SELECTED PASSAGE —
--- Begin ---

7 Responses to “Two Wheeler Dealer: Localism of the hub and spoke variety”

  1. Ian on April 5th, 2008 at 5:19 am

    P.S. Bikes are one of those things you can grow used to, ride on, enjoy for years and come to see as part of the normal field of things, along with vacuum cleaners and potted plants, old surfboards, but then suddenly freak out on, as I’ve done again recently with the nice weather. This may be what I’m really talking about here:

    Bicycles! A person on a bike is the most efficient animal on the planet! Wheels on people, man (voice of Tommy Chong), extensions! Human-powered vehicles that can go across the country in 9 days (RAAM), that can haul groceries and bring people together, help you smell the roses &cetera.

  2. Gordon on April 7th, 2008 at 6:12 am

    Since I wiped out on 5th street last fall and destroyed my gearing and brakes (and probably more) I have been in need of a good local repair shop. I’ll be sure to pay these folks a visit. Thanks for the tip!

  3. Ian on April 7th, 2008 at 8:14 am

    Just to blather on a little, it really seems like a good time for biking right now. A biking era.

    Bicycling always enjoys a loyal following among bicyclists, of course — among those who are affluent enough to buy high-end equipment, who travel to cycling destinations, who can cycle when others are working. But right now it seems to me like there are more kinds of bikers out there, more people who use and love bicycles without “being” bicyclists.

    Bicycles are just too cool to be the sole province of dudes in lycra (and I am sometimes a dude in lycra). And these days they are not. Everybody loves ‘em. There’s an ecosystem of people-and-bicycles. One healthy example you now see at Two Wheeler Dealer and elsewhere is the urban, fixed-gear, emo sub-species, the young dudes in dyed black hair, Ramones skinny pants, and nose rings who build up and tool around on single speed or fixed gear bikes, sometimes without brakes, in whatever passes for cityscape in their area. Too, there are fat tire cruisers with mounted beverage cups, mountain bike posses like sirbikesalot, recumbent bikes, three-wheelers, new bike “SUVs” that you can put all your stuff in.

  4. Ranald on April 7th, 2008 at 12:35 pm

    The only problem is that Wilmington could be A LOT more biker friendly. When I drive on Masonboro Loop Road (a popular route for lycra types) and cars come from the other direction, there is barely room for bikers, much less when they’re riding tandem instead of single file.

--- End ---

EXERCISE DIRECTIONS — Reproduce word for word the stretch of the blog comments on bicycling from "Bicycles! A person" through "for the tip!".

[Saved data entries]
--- Begin ---

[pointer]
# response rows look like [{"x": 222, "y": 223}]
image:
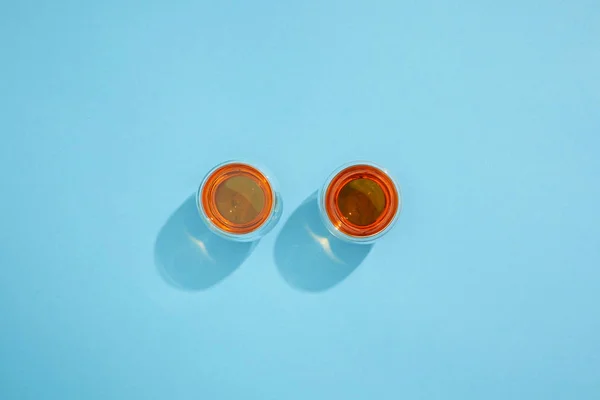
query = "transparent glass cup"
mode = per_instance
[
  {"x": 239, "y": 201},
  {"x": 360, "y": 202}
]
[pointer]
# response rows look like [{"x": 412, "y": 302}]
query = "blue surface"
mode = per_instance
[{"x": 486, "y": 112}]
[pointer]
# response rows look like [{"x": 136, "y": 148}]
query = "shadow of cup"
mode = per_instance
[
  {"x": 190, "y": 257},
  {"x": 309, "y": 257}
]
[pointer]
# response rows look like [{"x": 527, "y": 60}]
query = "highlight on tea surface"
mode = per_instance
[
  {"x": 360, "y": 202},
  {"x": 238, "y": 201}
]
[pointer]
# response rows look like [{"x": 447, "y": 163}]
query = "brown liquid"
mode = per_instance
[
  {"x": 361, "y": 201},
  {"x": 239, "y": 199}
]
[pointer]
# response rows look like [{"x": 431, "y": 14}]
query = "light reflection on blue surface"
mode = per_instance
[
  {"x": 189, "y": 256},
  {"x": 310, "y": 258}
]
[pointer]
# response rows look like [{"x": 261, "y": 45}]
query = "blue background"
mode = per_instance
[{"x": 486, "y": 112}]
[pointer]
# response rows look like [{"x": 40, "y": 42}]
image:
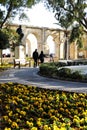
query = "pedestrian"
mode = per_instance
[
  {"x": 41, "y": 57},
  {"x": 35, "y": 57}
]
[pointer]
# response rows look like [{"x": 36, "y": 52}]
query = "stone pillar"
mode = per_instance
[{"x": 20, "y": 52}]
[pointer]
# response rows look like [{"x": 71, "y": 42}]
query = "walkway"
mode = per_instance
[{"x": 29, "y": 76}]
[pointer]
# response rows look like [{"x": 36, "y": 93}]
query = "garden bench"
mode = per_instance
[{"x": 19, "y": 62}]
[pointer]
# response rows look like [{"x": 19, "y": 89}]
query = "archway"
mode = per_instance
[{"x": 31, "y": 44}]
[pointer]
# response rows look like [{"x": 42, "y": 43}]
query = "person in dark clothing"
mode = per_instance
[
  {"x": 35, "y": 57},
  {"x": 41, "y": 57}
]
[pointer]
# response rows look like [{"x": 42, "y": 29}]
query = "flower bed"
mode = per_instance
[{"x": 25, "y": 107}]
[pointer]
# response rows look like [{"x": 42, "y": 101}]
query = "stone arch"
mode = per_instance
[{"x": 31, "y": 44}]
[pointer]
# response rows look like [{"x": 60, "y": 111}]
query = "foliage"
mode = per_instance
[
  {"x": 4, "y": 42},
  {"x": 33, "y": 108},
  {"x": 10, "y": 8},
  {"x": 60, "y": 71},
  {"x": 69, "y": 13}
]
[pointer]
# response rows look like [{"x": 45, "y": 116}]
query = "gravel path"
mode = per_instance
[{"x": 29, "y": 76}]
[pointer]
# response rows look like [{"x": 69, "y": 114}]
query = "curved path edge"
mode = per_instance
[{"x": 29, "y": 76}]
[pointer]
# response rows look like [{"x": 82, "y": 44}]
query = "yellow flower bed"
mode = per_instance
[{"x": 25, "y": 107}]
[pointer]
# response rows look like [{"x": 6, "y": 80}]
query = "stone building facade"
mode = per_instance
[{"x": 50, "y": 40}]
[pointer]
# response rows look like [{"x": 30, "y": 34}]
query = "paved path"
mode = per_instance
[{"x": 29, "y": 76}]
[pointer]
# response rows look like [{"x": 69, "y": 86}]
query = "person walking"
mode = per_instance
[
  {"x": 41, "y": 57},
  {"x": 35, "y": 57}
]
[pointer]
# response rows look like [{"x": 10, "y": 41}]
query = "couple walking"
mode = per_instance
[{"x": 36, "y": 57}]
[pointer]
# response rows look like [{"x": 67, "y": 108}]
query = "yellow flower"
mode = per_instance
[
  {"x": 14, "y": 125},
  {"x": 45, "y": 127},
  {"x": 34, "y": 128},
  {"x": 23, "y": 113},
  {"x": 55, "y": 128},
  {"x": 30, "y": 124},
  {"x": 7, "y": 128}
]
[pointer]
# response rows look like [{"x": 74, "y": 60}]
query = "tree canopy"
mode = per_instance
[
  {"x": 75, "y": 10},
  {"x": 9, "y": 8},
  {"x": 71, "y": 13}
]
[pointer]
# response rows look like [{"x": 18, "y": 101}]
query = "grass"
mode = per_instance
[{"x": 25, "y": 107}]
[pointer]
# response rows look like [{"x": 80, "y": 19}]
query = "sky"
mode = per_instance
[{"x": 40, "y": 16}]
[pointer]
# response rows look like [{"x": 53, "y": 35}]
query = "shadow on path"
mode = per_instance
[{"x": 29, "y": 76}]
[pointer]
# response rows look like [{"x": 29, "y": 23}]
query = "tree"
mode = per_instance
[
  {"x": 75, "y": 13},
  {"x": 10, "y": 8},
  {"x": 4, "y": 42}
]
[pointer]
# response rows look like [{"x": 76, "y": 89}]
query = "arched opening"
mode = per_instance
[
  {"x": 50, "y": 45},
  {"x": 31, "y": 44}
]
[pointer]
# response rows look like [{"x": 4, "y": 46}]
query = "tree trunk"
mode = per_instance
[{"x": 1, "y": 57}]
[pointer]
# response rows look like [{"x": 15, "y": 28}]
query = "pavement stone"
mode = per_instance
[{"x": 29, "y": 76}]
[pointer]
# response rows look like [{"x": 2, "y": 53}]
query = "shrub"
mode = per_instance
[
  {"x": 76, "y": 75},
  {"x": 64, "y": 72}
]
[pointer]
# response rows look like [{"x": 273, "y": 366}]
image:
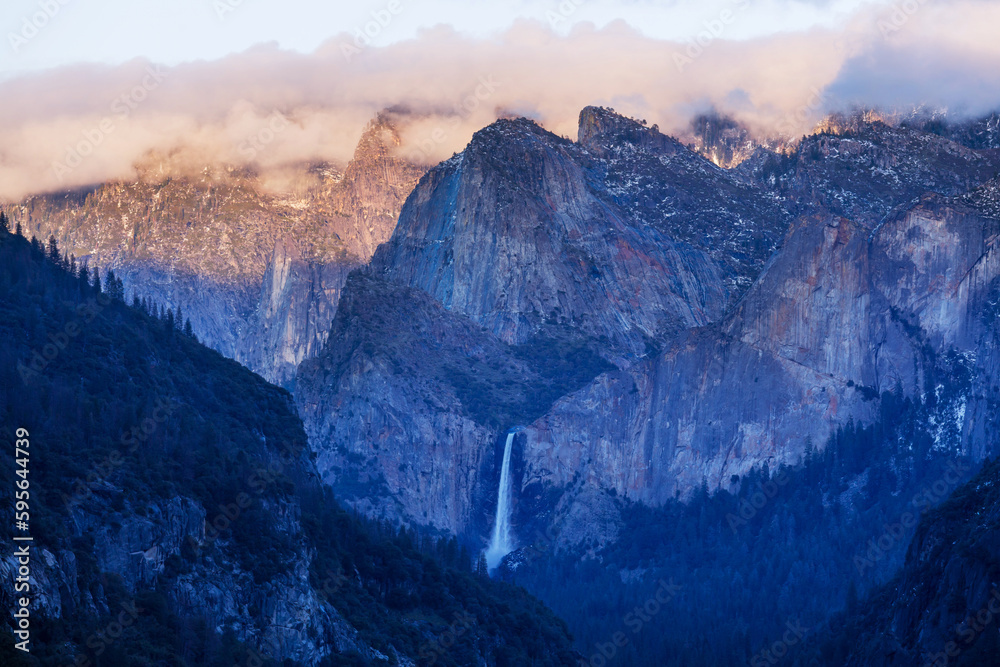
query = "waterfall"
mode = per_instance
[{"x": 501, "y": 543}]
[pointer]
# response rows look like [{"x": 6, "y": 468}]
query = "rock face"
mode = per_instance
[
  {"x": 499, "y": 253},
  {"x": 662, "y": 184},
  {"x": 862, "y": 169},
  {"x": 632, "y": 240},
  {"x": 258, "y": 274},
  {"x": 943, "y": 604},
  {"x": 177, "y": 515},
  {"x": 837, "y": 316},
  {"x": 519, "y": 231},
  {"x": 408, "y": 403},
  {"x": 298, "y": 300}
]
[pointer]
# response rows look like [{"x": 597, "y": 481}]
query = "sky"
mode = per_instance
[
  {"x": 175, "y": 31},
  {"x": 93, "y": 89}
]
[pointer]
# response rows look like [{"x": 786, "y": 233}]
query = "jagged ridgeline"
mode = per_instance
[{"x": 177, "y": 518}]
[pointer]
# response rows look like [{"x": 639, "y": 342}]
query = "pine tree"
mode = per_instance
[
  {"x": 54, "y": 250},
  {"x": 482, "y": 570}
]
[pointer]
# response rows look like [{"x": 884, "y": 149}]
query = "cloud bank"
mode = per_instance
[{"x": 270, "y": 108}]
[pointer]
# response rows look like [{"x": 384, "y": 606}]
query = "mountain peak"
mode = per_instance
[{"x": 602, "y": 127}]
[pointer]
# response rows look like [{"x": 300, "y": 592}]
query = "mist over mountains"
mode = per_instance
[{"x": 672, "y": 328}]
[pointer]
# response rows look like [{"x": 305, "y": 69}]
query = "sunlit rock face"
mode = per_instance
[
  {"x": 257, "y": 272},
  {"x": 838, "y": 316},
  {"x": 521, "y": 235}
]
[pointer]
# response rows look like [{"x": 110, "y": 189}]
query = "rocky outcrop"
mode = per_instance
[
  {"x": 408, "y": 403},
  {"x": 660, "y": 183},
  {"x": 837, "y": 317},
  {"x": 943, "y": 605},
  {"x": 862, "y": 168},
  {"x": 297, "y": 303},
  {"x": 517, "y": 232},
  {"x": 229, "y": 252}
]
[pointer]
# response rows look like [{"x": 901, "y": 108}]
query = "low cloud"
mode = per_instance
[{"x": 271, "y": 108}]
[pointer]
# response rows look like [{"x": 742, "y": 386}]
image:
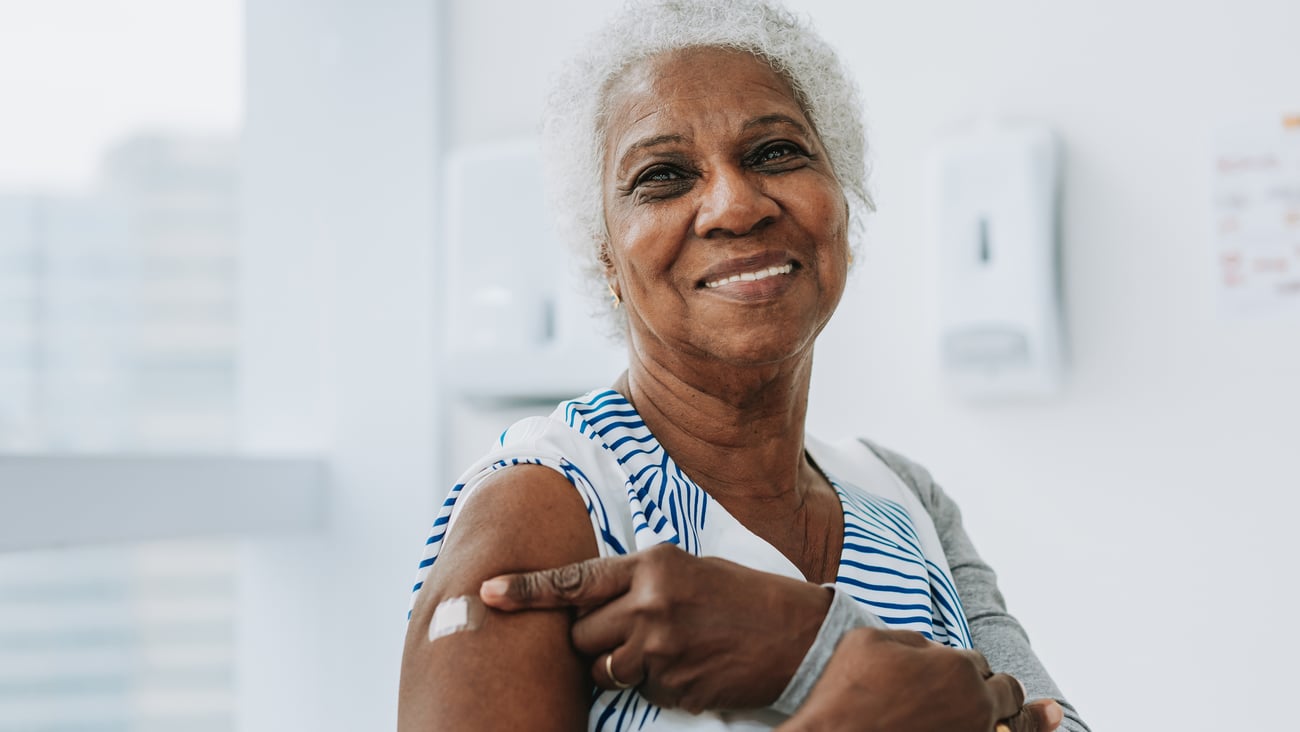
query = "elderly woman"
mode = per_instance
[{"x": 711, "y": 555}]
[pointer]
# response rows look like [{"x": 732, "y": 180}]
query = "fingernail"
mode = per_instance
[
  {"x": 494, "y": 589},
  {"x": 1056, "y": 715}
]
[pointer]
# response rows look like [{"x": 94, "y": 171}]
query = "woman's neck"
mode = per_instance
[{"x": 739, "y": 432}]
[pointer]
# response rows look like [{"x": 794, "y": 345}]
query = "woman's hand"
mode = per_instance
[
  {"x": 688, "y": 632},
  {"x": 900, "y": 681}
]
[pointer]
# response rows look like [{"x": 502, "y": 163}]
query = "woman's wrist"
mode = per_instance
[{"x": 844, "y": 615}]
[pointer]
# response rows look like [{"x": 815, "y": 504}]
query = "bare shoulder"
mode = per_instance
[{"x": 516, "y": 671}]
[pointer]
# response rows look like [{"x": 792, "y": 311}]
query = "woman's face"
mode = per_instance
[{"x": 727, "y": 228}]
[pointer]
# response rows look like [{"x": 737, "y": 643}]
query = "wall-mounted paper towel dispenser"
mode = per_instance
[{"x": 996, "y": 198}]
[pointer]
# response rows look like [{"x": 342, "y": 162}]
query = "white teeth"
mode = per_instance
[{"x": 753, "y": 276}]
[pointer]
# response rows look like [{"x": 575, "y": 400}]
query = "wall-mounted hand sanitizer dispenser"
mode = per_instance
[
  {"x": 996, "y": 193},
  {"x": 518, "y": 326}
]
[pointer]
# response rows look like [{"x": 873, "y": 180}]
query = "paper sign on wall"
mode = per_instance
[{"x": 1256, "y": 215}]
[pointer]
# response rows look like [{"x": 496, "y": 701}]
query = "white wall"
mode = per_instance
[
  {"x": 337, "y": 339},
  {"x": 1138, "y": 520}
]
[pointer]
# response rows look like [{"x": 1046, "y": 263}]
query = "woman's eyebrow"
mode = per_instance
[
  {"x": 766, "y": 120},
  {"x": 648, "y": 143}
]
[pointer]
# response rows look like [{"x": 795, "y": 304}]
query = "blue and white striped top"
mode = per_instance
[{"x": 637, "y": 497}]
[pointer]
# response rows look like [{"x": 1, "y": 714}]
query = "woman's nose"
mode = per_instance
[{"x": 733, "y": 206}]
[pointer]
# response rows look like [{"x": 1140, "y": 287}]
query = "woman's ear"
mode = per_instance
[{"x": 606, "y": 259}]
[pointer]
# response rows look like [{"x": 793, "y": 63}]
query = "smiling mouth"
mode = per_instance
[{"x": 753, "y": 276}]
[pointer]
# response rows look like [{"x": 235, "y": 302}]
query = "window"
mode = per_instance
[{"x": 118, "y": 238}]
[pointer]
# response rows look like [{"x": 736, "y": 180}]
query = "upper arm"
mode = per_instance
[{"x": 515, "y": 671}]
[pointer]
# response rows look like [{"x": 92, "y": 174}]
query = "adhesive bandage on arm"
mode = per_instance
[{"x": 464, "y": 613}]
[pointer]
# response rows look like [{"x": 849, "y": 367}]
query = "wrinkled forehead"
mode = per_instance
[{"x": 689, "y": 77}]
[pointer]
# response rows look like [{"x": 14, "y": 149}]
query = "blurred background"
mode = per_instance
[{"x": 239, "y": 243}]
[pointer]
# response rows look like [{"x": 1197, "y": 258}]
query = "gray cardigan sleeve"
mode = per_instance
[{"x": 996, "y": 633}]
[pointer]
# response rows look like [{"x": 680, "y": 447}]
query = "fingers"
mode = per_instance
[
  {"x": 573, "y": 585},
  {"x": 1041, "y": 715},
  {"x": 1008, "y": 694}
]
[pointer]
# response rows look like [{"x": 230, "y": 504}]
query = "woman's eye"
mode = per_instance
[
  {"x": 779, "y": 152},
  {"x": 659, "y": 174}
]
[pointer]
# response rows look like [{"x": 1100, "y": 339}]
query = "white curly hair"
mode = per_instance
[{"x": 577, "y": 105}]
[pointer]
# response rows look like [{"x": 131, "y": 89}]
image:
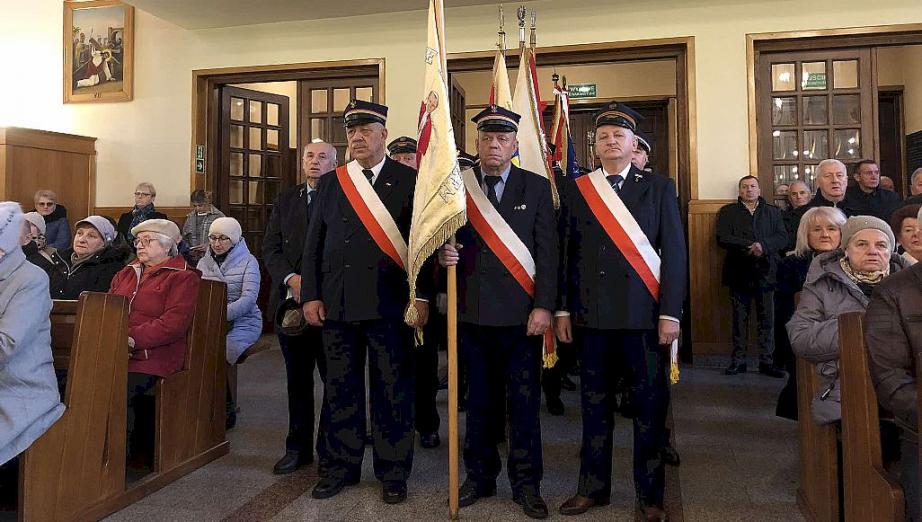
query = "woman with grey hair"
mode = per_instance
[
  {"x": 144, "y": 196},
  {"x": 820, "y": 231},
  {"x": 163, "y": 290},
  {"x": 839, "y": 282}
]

--- End ---

RIGHT ANSWER —
Bicycles! A person on a bike is the most efficient animal on the planet! Wheels on people, man (voice of Tommy Chong), extensions! Human-powered vehicles that can go across the country in 9 days (RAAM), that can haul groceries and bring people together, help you smell the roses &cetera.

  2. Gordon on April 7th, 2008 at 6:12 am

    Since I wiped out on 5th street last fall and destroyed my gearing and brakes (and probably more) I have been in need of a good local repair shop. I’ll be sure to pay these folks a visit. Thanks for the tip!